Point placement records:
⟨

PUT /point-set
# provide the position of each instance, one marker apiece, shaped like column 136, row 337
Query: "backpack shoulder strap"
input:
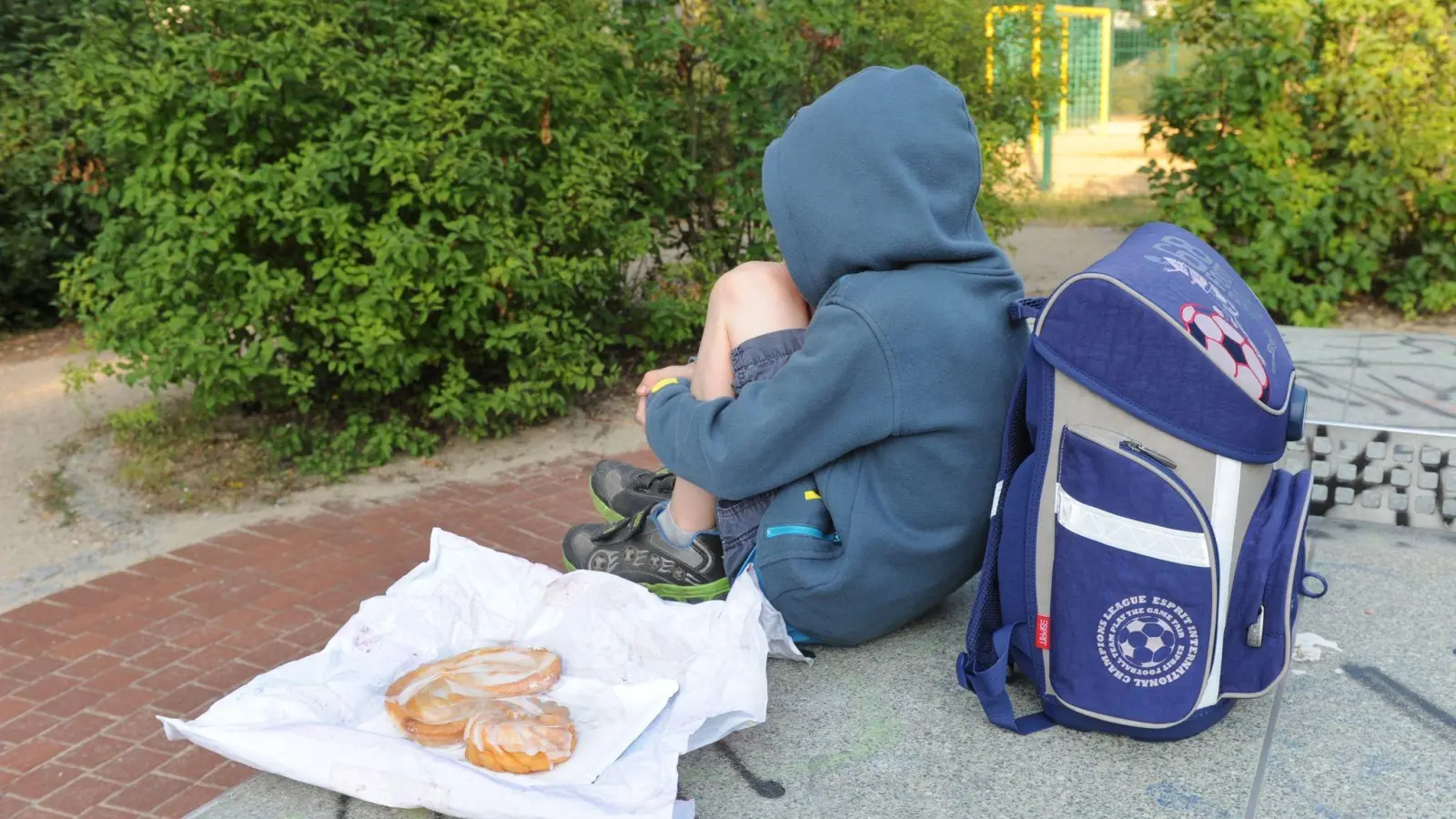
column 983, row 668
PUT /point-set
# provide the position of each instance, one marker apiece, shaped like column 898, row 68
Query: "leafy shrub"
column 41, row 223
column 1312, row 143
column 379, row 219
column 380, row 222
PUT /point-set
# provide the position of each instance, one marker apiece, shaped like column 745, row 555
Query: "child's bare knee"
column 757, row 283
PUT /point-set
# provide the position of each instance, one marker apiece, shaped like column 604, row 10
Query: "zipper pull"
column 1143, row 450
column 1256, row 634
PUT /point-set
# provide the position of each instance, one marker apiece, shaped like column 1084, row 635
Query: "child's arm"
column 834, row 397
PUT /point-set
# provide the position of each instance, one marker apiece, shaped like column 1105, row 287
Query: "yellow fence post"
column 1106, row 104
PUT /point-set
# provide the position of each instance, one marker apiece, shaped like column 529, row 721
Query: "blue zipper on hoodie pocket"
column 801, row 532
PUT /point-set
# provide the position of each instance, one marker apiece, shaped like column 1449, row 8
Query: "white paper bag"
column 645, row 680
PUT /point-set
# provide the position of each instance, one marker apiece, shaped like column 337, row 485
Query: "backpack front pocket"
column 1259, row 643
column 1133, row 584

⟩
⟨

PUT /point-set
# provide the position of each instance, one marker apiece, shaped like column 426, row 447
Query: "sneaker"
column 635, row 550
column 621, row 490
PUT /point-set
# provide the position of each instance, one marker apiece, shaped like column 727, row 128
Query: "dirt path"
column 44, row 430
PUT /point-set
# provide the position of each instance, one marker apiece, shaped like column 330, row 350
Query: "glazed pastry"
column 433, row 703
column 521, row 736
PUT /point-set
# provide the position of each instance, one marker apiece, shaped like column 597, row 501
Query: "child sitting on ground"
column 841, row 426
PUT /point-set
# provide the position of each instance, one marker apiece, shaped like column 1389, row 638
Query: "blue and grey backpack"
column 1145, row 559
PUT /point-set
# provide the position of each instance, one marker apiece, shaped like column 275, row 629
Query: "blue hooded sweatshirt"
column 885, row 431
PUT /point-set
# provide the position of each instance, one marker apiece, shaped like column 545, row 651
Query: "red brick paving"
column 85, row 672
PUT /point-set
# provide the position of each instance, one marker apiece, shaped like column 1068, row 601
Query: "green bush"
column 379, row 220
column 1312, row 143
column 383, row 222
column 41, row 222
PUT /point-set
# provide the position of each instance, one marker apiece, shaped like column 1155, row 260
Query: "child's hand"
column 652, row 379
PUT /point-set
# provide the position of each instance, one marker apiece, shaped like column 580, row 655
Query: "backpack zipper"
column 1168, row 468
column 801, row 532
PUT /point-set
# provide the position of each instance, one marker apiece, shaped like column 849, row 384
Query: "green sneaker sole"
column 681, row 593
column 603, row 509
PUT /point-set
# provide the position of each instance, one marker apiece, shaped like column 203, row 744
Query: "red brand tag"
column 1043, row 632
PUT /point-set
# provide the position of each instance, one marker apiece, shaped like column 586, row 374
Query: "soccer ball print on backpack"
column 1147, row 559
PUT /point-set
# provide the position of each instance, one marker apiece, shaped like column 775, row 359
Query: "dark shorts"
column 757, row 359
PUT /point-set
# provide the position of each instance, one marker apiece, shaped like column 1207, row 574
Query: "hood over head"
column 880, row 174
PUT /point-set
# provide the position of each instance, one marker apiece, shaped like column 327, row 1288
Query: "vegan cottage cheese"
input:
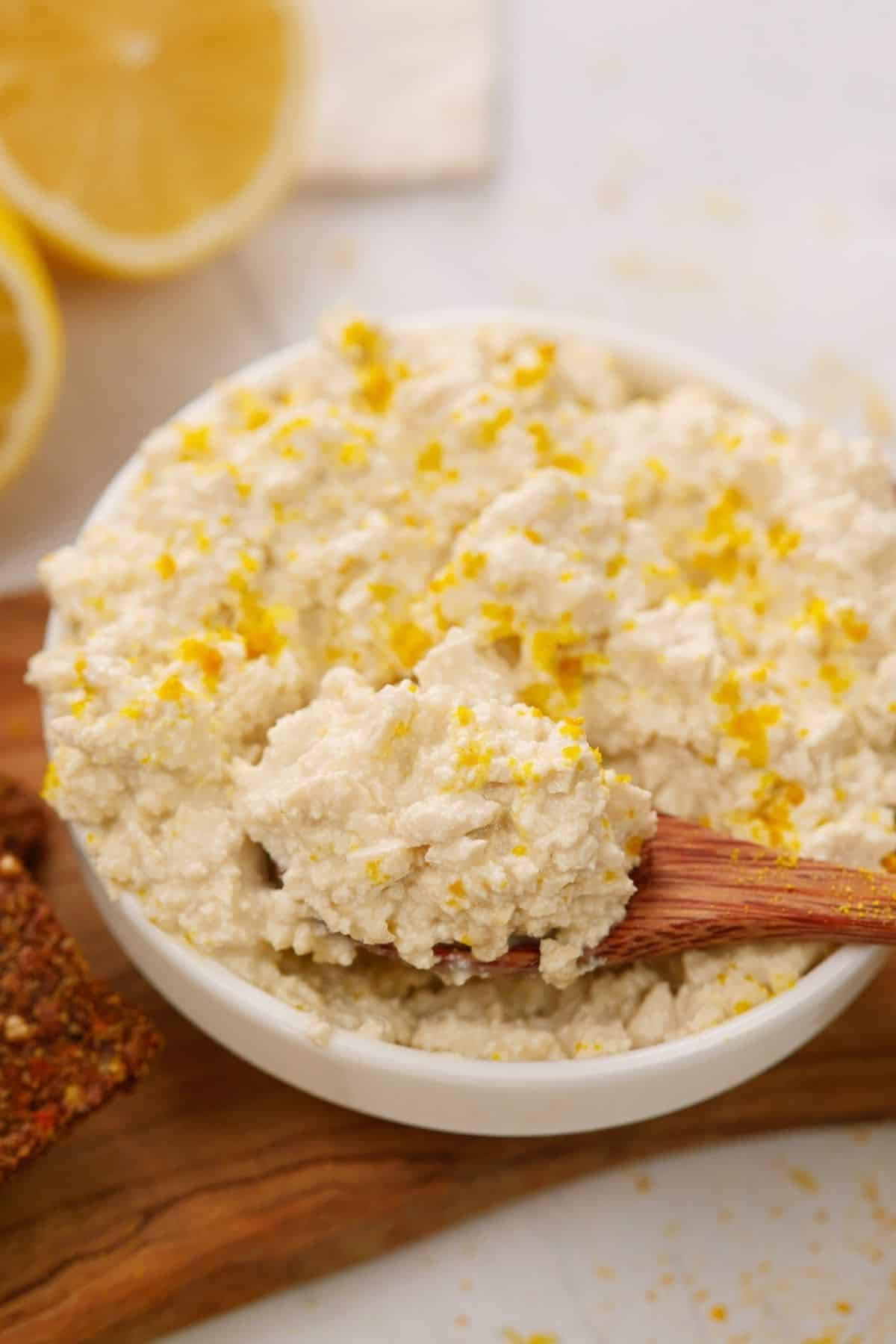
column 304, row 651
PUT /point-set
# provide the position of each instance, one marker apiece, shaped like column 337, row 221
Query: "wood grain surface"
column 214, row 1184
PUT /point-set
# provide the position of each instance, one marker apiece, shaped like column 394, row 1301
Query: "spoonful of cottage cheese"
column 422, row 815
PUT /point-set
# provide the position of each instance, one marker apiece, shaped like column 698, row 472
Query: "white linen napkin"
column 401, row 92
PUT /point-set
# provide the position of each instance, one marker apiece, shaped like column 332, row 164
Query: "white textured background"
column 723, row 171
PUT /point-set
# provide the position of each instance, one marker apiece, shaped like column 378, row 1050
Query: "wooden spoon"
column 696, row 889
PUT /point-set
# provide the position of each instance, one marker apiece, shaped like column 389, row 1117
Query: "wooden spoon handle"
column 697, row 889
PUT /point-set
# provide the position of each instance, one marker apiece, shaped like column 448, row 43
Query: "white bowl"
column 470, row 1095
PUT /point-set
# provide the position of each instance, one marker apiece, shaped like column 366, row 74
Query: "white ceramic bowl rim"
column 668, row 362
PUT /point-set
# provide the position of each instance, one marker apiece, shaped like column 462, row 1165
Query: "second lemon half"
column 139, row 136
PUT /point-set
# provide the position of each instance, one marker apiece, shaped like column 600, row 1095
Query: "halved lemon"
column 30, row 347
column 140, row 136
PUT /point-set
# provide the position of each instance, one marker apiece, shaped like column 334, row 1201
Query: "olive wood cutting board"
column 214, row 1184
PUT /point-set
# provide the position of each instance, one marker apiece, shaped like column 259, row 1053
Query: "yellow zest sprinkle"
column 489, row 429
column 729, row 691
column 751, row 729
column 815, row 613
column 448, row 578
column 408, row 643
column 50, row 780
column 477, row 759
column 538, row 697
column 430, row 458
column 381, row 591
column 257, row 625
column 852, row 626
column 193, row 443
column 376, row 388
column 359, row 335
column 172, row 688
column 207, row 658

⟩

→ **TO BE DONE**: How many lines in the items above contain the string "pocket"? Reply with the number alone.

→ **OUTPUT**: 2